# [DOCUMENT EXTRACT]
The Center for Data Innovation spoke with Priscilla Alexander, vice-president of engineering and co-founder of ArthurAI, a startup based in New York whose software helps companies monitor, audit, and maintain the performance of machine learning systems. Alexander discussed how ArthurAI enables companies to explain the decision-making of the models they use, such as for investment decisions or in healthcare, while maintaining accuracy.
Eline Chivot: What did you co-found ArthurAI, and what does your company aim to achieve?
Priscilla Alexander: At Capital One, I led teams that built machine learning applications to solve specific problems for our card business teams. I was surprised by how many unique challenges there are in building working machine learning software, which at its core is a non-deterministic decisioning process. It was often an active, tedious, and manual process to make sure our data streams were always working and were accurate. There was a consistent need from our business partners to understand why our models were making certain decisions in order to trust the system. And we, of course, had to also actively monitor the machine learning decisions themselves to make sure the decisions were right and would not negatively impact our customers and our business, while staying compliant with banking regulations.
I also saw that these monitoring needs were consistent across the industry. I think there is a tendency to just “let the model figure it out” once it is in production—partly because some of these machine learning models are really complex and opaque, partly because building in good monitoring is just a hard and costly problem, and partly because data scientists and engineers don’t find monitoring a really engaging challenge. It’s a ton of work, but also a huge risk if you don’t have monitoring as it can have very real financial consequences for your business when something goes wrong and you don’t address it in real-time. At the time, there weren’t good third-party solutions that you could just plug in, so teams would build custom solutions that solved part of these problems, if they built anything to automate monitoring at all. I kept thinking: Why isn’t there a tool that just does this for me, so my team can focus on our business critical challenges?
I am helping to build Arthur because it fills a gap in the market which I experienced first-hand, and because I am driven by the idea that it could enable other teams like mine to move more quickly! Building the machine learning model is the fun stuff, so let us take care of the operational production monitoring for you.

# [MATERIAL PROVIDED]

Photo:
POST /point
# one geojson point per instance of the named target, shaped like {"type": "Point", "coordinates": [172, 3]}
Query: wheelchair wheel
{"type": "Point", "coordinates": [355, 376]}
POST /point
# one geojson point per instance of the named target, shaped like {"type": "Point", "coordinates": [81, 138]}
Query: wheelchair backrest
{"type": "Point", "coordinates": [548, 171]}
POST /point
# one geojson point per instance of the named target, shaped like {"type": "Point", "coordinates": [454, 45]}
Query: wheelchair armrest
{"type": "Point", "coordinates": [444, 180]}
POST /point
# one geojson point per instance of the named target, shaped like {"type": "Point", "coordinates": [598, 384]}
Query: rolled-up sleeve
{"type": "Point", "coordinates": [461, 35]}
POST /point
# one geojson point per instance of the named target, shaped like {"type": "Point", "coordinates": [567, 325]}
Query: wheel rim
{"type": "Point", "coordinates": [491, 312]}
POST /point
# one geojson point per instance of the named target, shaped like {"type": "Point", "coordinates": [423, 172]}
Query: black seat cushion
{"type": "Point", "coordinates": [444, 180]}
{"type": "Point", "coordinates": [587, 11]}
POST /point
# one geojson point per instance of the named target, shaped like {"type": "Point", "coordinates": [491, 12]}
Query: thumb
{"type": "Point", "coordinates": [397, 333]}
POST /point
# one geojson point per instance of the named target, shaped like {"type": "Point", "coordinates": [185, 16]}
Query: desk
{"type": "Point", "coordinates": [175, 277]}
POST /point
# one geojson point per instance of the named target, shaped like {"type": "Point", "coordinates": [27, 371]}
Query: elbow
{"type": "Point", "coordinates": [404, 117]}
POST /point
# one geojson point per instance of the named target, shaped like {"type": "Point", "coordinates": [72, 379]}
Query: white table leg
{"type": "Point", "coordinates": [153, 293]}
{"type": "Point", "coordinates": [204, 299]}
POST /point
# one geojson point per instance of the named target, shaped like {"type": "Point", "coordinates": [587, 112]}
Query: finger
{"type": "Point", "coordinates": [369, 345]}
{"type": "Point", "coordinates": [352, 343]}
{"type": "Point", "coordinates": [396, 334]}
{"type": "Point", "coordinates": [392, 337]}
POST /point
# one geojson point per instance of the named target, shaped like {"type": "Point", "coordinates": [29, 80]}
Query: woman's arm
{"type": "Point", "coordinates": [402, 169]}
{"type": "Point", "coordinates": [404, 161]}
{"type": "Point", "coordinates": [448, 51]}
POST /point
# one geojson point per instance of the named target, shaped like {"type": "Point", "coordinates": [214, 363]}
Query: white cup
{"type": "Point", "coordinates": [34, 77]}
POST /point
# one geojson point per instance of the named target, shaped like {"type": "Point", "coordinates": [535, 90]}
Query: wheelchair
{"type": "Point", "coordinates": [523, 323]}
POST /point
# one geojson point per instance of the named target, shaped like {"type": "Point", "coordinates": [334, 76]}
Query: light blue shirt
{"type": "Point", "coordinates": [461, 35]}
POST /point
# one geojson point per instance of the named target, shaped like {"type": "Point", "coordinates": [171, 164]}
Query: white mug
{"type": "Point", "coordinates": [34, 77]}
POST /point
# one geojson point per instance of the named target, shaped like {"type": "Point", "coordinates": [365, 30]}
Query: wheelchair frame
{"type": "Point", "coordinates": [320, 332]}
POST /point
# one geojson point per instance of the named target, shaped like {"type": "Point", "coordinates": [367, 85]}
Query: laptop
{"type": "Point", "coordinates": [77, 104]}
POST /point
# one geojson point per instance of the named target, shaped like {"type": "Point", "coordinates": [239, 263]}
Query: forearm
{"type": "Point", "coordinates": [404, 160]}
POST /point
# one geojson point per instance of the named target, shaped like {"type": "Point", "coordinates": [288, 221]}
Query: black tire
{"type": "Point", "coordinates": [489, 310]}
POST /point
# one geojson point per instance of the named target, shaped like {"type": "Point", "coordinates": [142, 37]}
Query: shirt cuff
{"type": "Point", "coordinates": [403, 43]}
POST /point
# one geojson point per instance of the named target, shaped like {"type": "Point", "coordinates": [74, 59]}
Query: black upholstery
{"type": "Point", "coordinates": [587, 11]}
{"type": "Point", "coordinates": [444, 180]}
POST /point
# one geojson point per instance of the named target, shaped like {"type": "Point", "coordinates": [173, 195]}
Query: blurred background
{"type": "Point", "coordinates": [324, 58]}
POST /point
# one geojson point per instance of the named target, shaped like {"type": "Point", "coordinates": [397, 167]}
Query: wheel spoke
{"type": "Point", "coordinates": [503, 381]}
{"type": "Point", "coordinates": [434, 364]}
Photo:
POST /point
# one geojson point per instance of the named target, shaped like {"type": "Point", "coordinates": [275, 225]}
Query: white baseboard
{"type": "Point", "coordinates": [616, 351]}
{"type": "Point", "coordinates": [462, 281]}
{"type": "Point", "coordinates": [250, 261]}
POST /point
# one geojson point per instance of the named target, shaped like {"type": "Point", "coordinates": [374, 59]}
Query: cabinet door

# [REQUIRED ACTIONS]
1. According to the interview, at which company did Priscilla Alexander lead teams that built machine learning applications?
2. From the interview, extract the passage starting with "Priscilla Alexander: At" and going on through "with banking regulations.".
Rely solely on the interview, not on the entries.

# [THE RESPONSES]
1. Capital One.

2.
Priscilla Alexander: At Capital One, I led teams that built machine learning applications to solve specific problems for our card business teams. I was surprised by how many unique challenges there are in building working machine learning software, which at its core is a non-deterministic decisioning process. It was often an active, tedious, and manual process to make sure our data streams were always working and were accurate. There was a consistent need from our business partners to understand why our models were making certain decisions in order to trust the system. And we, of course, had to also actively monitor the machine learning decisions themselves to make sure the decisions were right and would not negatively impact our customers and our business, while staying compliant with banking regulations.